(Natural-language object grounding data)
● ● ● ● ●

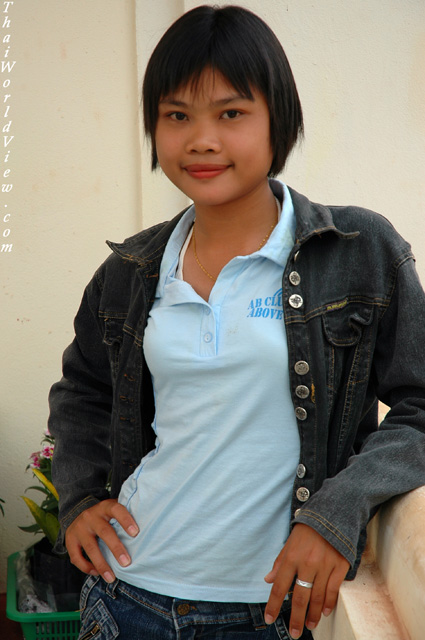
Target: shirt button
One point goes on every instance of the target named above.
(301, 471)
(303, 494)
(302, 391)
(301, 367)
(294, 278)
(301, 413)
(296, 301)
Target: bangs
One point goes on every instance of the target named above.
(237, 44)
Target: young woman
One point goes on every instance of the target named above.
(226, 369)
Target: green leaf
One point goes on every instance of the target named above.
(37, 488)
(46, 521)
(46, 482)
(34, 528)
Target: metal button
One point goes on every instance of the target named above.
(294, 278)
(303, 494)
(183, 609)
(301, 367)
(301, 471)
(302, 391)
(301, 413)
(296, 301)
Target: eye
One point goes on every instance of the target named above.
(231, 114)
(177, 115)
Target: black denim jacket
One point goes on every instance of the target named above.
(354, 312)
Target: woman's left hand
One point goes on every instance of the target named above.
(309, 557)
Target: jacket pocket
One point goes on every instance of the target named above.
(344, 322)
(348, 329)
(112, 338)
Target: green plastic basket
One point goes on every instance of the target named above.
(39, 626)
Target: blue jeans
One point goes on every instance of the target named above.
(119, 610)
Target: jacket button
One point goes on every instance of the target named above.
(303, 494)
(294, 278)
(301, 471)
(302, 391)
(296, 301)
(301, 413)
(301, 367)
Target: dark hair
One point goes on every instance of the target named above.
(239, 45)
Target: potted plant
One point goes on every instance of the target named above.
(48, 568)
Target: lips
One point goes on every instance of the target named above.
(204, 171)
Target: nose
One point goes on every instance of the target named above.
(202, 138)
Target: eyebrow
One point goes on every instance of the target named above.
(217, 103)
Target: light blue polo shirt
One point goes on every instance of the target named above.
(213, 499)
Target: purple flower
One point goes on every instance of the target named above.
(47, 452)
(35, 457)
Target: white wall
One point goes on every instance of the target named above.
(359, 71)
(78, 177)
(75, 172)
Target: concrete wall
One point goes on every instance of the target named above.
(78, 176)
(75, 170)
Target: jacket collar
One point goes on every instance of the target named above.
(147, 247)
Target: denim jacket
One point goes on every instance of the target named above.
(354, 313)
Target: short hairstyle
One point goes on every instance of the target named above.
(238, 44)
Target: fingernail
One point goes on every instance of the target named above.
(132, 530)
(108, 576)
(124, 560)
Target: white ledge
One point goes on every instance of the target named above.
(386, 601)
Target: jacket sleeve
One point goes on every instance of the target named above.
(80, 416)
(391, 460)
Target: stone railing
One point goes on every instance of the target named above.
(386, 601)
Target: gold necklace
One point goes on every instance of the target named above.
(262, 243)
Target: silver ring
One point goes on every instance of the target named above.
(301, 583)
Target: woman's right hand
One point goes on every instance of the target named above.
(93, 523)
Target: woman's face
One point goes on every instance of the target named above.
(212, 142)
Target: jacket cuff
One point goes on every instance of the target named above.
(332, 535)
(88, 502)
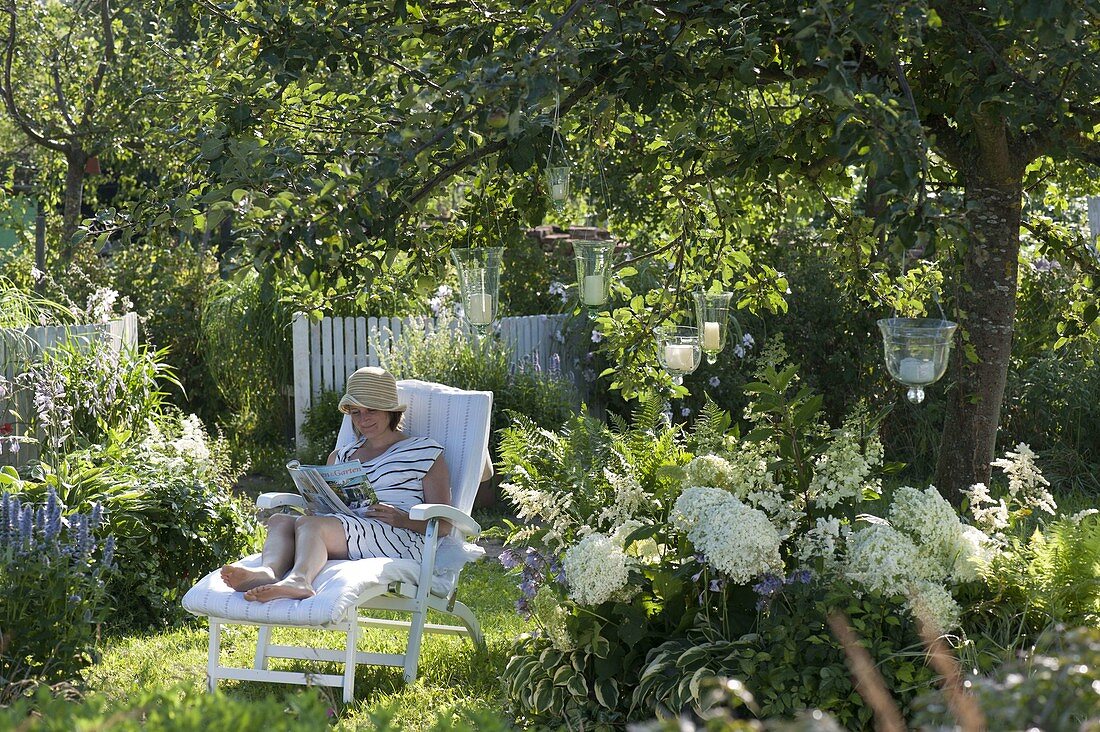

● ● ● ● ●

_WORK ITEM_. Print every line above exactly as given, but not the pictures.

_RESULT OF THE EXERCISE_.
Target: shirt button
One point goes on every instance of the target named above.
(301, 471)
(303, 494)
(302, 391)
(301, 367)
(294, 278)
(301, 413)
(296, 301)
Target: bangs
One point goes on every instance of the target named above.
(237, 44)
Target: young woman
One point goes on every instance of the target named above.
(226, 369)
Target: green leaf
One point goes on every instance of the target named above.
(37, 488)
(46, 521)
(46, 482)
(34, 528)
Target: metal button
One point goes on every instance of the target named above.
(294, 278)
(303, 494)
(183, 609)
(301, 367)
(301, 471)
(302, 391)
(301, 413)
(296, 301)
Target: eye
One point goes on every instance of the target named above.
(231, 114)
(177, 115)
Target: black denim jacket
One point goes on every instance of the target named above.
(354, 312)
Target: woman's left hand
One point goes on every instance of the target named above.
(309, 557)
Target: jacket pocket
One point goes on every instance of the target named above.
(344, 322)
(348, 329)
(112, 338)
Target: green plastic basket
One point goes on every instance of the target named above.
(39, 626)
Target: blue jeans
One point goes on every instance of the target named above.
(119, 610)
Target: jacket button
One point goes on every instance of the target named above.
(303, 494)
(294, 278)
(301, 471)
(302, 391)
(296, 301)
(301, 413)
(301, 367)
Target: dark hair
One point goes on every instance of the target named above.
(239, 45)
Target: potted plant
One point goes on every instance of the target named above.
(48, 568)
Target: lips
One point goes on every instance of the target named above.
(204, 171)
Target: nose
One point goes on every instance of the target named above.
(202, 138)
Target: eyebrow
One point goes on every instance of the target named above.
(217, 103)
Target: light blue polo shirt
One point goes on every instance of the target named above.
(213, 499)
Target: purple flower
One point goes on every instance of the target named above.
(47, 452)
(35, 457)
Target: white wall
One point goes on every instance of the target named above.
(359, 71)
(78, 177)
(75, 172)
Target: concrete wall
One point goes on every instance of the target named above.
(78, 176)
(75, 170)
Target: jacket collar
One point goes on every instance of the target named above.
(147, 247)
Target: denim jacket
One point goes on every instance of the target named above.
(354, 313)
Target: short hairstyle
One point goes on every instance of the target named above.
(238, 44)
Target: fingernail
One point goes on every instance of the target named above.
(132, 530)
(108, 576)
(124, 560)
Target: white ledge
One point goes on every instance of the target named above.
(386, 601)
Target: jacket sleeve
One point goes on every instance of the target named above.
(80, 416)
(391, 460)
Target: stone railing
One point goes on every instance of the target named above.
(386, 601)
Target: gold necklace
One point goes on every instance of the target named above.
(262, 243)
Target: silver ring
One point goes on every instance of the target named above.
(301, 583)
Target: woman's right hand
One point goes on every instance of the target named above.
(93, 523)
Target: woman's face
One point goes on every instance of the target named above.
(212, 142)
Target: jacket cuff
One point goes on every instance of the target named above.
(332, 535)
(88, 502)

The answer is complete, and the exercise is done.